### What this task involves
Begin at the line below that contains "Target: yellow foot". Repeat it and all remaining lines of the records exactly.

START

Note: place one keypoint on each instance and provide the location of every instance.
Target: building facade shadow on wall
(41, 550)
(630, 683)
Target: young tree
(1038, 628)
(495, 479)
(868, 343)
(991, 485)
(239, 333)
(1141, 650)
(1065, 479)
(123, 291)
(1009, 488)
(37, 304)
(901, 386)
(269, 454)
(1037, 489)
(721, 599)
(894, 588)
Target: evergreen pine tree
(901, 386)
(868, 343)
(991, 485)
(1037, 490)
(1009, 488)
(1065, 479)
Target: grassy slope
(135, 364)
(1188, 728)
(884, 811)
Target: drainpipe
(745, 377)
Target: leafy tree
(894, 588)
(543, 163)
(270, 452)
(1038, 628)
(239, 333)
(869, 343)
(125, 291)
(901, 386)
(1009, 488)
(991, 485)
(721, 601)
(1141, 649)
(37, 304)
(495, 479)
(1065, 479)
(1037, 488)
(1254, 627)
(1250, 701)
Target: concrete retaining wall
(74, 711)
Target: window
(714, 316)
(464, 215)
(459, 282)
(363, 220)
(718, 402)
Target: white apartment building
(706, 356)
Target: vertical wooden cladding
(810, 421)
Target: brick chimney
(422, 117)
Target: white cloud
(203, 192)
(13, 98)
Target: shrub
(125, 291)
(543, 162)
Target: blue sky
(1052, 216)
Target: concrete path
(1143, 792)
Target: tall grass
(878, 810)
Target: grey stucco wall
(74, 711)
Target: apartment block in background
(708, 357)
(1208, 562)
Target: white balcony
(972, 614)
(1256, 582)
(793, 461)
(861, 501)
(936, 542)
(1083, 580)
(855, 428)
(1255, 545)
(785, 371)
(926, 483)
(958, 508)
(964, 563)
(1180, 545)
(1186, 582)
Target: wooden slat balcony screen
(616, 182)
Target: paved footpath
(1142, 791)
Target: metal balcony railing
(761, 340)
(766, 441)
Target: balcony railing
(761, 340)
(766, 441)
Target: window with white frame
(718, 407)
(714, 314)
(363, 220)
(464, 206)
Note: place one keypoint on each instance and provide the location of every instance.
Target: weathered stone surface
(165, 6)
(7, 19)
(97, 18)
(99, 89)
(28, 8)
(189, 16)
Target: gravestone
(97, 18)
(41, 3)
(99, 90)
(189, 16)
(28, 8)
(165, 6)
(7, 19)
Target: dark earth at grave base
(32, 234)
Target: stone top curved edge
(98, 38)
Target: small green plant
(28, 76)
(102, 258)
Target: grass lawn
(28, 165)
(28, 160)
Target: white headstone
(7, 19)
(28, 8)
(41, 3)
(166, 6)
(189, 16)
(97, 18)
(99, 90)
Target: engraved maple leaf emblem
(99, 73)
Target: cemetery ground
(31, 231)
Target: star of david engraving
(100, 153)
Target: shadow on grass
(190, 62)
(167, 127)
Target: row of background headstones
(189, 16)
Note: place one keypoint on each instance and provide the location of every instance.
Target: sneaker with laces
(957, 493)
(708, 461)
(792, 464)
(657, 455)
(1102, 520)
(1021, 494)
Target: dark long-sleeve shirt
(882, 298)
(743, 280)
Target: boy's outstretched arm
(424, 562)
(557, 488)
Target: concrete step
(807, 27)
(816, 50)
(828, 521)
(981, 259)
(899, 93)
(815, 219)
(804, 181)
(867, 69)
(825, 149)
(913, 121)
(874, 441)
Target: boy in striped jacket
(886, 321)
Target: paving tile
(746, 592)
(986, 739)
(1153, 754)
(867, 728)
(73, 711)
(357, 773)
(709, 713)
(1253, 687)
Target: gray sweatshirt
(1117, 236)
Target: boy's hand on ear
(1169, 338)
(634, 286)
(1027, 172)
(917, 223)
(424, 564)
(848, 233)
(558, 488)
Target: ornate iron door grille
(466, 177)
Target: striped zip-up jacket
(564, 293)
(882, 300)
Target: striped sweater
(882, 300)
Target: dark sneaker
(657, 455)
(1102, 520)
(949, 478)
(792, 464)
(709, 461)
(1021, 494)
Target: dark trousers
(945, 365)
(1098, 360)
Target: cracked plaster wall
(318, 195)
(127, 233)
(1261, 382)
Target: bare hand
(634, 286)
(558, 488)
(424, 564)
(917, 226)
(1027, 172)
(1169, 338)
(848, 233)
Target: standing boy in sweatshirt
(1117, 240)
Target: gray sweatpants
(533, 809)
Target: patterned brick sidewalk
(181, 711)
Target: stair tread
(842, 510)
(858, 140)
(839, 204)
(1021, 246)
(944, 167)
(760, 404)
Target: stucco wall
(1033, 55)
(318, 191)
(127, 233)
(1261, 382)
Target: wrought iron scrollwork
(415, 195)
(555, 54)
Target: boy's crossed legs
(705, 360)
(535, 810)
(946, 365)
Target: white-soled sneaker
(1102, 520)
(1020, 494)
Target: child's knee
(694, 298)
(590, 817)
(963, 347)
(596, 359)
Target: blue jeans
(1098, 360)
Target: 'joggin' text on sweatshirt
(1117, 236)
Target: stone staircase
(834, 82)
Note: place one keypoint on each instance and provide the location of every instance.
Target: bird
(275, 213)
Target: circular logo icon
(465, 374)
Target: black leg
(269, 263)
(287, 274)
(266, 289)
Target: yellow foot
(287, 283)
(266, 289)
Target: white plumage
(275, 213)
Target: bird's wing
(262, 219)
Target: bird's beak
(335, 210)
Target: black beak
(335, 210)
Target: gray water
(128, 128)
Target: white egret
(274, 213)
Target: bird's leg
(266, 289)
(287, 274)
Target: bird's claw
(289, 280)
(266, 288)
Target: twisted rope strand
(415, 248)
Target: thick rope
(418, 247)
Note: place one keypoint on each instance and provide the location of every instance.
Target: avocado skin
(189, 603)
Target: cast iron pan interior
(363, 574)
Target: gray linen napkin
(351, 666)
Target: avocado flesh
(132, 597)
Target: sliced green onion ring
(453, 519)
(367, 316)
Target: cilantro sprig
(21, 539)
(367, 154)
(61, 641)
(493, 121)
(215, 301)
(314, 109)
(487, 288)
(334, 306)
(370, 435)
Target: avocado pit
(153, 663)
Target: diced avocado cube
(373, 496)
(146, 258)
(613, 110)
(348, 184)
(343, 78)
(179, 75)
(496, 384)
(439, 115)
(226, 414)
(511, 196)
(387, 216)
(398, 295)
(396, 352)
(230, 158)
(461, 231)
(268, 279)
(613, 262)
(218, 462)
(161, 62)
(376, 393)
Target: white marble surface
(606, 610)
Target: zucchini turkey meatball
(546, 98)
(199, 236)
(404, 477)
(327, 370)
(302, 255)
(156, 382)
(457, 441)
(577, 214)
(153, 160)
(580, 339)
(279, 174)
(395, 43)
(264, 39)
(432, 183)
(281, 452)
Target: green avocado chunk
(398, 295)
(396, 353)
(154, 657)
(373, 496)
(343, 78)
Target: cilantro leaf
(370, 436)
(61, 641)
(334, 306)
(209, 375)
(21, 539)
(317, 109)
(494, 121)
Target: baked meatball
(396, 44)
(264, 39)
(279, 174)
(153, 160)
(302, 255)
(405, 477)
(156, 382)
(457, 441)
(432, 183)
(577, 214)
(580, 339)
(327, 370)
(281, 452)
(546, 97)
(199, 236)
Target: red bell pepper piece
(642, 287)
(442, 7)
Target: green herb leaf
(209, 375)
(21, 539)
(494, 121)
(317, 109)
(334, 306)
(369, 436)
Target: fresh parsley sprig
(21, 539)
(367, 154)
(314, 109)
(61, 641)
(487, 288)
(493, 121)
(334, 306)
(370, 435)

END

### Answer to this problem
Target: yellow foot
(287, 283)
(266, 289)
Target: white plumage
(275, 213)
Target: bird's wing
(262, 219)
Target: bird's beak
(335, 210)
Target: black beak
(335, 210)
Target: gray water
(128, 128)
Target: white egret
(274, 213)
Target: bird's leg
(266, 289)
(287, 274)
Target: bird's claw
(289, 280)
(266, 288)
Target: twisted rope strand
(415, 248)
Target: thick rope
(418, 247)
Note: place one keypoint on each instance and provide the location of every instance.
Target: avocado skin
(189, 603)
Target: cast iron pan interior
(363, 574)
Target: gray linen napkin
(351, 666)
Target: avocado flesh
(132, 597)
Target: sliced green onion ring
(453, 519)
(367, 316)
Target: cilantro sprig
(21, 539)
(367, 154)
(61, 641)
(493, 121)
(215, 301)
(314, 109)
(487, 288)
(334, 306)
(370, 435)
Target: avocado pit
(153, 663)
Target: diced avocado cube
(373, 496)
(146, 258)
(613, 110)
(348, 184)
(343, 78)
(179, 75)
(496, 384)
(439, 115)
(226, 414)
(511, 196)
(387, 216)
(398, 295)
(396, 352)
(230, 158)
(461, 231)
(268, 279)
(613, 262)
(218, 462)
(161, 62)
(376, 393)
Target: white marble surface
(606, 610)
Target: zucchini turkey meatball
(546, 98)
(199, 236)
(404, 477)
(327, 370)
(302, 255)
(156, 382)
(457, 441)
(577, 214)
(153, 160)
(580, 339)
(279, 174)
(395, 43)
(264, 39)
(432, 183)
(281, 452)
Target: green avocado chunk
(398, 295)
(396, 353)
(154, 657)
(373, 496)
(343, 78)
Target: cilantro leaf
(370, 436)
(61, 641)
(334, 306)
(209, 375)
(21, 539)
(317, 109)
(494, 121)
Target: baked meatball
(396, 44)
(264, 39)
(279, 174)
(153, 160)
(302, 255)
(405, 477)
(156, 382)
(457, 441)
(432, 183)
(577, 214)
(580, 339)
(327, 370)
(281, 452)
(546, 97)
(199, 236)
Target: red bell pepper piece
(642, 287)
(442, 7)
Target: green herb leaf
(209, 375)
(21, 539)
(494, 121)
(317, 109)
(334, 306)
(369, 436)
Target: fresh parsley sprig
(21, 539)
(367, 154)
(314, 109)
(61, 641)
(487, 288)
(493, 121)
(334, 306)
(370, 435)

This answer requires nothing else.